> WHAT YOU SHOULD DO: Would you output all the entries below without altering a word?
(LISTED ENTRIES Opens)
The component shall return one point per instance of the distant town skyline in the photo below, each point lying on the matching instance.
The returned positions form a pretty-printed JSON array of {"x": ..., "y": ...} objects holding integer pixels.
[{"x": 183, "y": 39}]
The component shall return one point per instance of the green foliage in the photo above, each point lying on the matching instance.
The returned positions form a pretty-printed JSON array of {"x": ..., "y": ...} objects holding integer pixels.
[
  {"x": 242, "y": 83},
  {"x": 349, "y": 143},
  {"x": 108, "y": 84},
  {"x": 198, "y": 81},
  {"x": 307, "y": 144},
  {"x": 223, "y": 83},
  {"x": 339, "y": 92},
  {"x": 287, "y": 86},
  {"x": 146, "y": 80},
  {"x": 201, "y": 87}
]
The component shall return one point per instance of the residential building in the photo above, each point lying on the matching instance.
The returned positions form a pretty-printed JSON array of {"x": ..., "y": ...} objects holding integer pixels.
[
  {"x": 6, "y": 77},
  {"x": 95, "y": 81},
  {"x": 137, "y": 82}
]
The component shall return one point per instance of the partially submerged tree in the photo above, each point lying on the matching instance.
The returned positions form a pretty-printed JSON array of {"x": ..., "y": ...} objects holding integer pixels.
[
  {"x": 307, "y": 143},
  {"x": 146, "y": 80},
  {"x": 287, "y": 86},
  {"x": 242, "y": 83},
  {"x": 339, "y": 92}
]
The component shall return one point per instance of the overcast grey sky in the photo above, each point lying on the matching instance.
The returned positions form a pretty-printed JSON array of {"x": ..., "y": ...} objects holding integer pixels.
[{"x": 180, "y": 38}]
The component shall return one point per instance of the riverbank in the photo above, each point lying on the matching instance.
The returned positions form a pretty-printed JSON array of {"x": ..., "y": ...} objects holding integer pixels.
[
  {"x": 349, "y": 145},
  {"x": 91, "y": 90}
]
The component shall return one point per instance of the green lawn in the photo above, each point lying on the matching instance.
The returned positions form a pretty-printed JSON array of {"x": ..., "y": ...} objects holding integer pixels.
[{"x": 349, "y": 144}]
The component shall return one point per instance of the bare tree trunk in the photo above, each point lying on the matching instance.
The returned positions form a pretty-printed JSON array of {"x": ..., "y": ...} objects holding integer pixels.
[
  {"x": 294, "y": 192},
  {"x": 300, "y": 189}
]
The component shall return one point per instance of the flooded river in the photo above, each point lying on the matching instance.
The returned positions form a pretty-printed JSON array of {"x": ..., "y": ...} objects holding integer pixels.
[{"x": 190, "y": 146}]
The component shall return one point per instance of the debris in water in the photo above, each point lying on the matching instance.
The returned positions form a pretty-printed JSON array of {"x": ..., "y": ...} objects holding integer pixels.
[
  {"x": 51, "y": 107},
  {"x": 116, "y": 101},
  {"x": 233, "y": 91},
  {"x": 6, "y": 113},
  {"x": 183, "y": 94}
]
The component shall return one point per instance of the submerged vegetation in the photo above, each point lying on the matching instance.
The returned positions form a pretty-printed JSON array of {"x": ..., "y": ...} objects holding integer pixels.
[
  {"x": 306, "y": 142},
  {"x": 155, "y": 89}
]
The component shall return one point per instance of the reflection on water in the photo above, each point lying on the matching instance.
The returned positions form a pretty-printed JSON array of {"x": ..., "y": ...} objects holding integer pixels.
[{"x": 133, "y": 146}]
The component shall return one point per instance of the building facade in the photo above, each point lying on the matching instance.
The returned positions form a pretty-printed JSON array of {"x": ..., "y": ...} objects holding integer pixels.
(LISTED ENTRIES Closes)
> WRITTEN SOLUTION:
The component shall return one point per instance of the distant town skyline in the photo below, each point lying on the matching instance.
The returned positions form a pretty-printed JSON array of {"x": ..., "y": ...} objects holding integer pixels.
[{"x": 183, "y": 39}]
The component shall return one point per instance of the green foliage in the photo above, each point lying on the matching instance.
The returned positions form a pretty-printed JSON array of {"x": ..., "y": ...} objects holding integer pixels.
[
  {"x": 242, "y": 83},
  {"x": 349, "y": 143},
  {"x": 108, "y": 84},
  {"x": 198, "y": 81},
  {"x": 307, "y": 144},
  {"x": 223, "y": 83},
  {"x": 339, "y": 92},
  {"x": 287, "y": 86},
  {"x": 146, "y": 80},
  {"x": 201, "y": 87}
]
The component shall return one point per instance of the residential building in the photo above, each point lying on the matching instance.
The returned positions form a pretty-printed JSON array of {"x": ..., "y": ...} objects holding integer pixels.
[
  {"x": 6, "y": 77},
  {"x": 95, "y": 81},
  {"x": 137, "y": 82}
]
The component shall return one point per instance of the partially submerged tree in the photo above, each point lying on the matching instance.
The returned positions form a pretty-printed JSON array of {"x": ..., "y": ...} objects holding integer pixels.
[
  {"x": 307, "y": 143},
  {"x": 146, "y": 80},
  {"x": 287, "y": 86},
  {"x": 242, "y": 83},
  {"x": 339, "y": 92}
]
The component shall return one point per instance of the overcast grey sky in the photo above, each point lying on the matching instance.
The returned positions form a pretty-printed JSON array of {"x": ..., "y": ...} objects holding integer pixels.
[{"x": 180, "y": 38}]
The component shall return one point per instance of the riverbank in the photo above, each point lying on the matching instance.
The returned positions form a pretty-printed JSON array of {"x": ..., "y": ...} objects holding integer pixels.
[
  {"x": 349, "y": 145},
  {"x": 91, "y": 90}
]
The component shall return one point per instance of the green lawn in the photo above, each point lying on the matching instance.
The returned positions form a pretty-printed JSON array of {"x": ..., "y": ...} objects holding integer pixels.
[{"x": 349, "y": 144}]
The component shall return one point per instance of the bare tree trunk in the photo above, each point lying on the matching instance.
The returned positions form a pretty-printed JSON array of {"x": ..., "y": ...} objects holding integer pixels.
[
  {"x": 294, "y": 192},
  {"x": 300, "y": 189}
]
The component shall return one point per instance of the flooded river in the photo above, each point lying on the matching instance.
The returned positions form a pretty-printed JSON array of {"x": ..., "y": ...} objects holding integer pixels.
[{"x": 190, "y": 146}]
The component shall return one point per instance of the debris in water in the photo above, each point lying on the matching instance.
The returned positions form a pretty-printed JSON array of {"x": ..., "y": ...} objects holding integer pixels.
[
  {"x": 51, "y": 107},
  {"x": 116, "y": 101},
  {"x": 233, "y": 91},
  {"x": 6, "y": 113},
  {"x": 183, "y": 94}
]
The component shall return one point per instance of the submerged vegetation in the photo above, each point lying on the matching instance.
The returned positions form a pretty-printed JSON array of {"x": ..., "y": ...} objects holding integer pixels.
[
  {"x": 306, "y": 142},
  {"x": 155, "y": 89}
]
The component shall return one point per instance of the reflection on water in the photo above, each point lying on the matching instance.
The returned positions form a pretty-printed JSON array of {"x": ..., "y": ...} objects holding integer pixels.
[{"x": 133, "y": 146}]
The component shall return one point per instance of the building facade in the photo above, each point lying on the matching instance.
The returned positions form a pretty-printed JSON array of {"x": ..., "y": ...} objects holding integer pixels.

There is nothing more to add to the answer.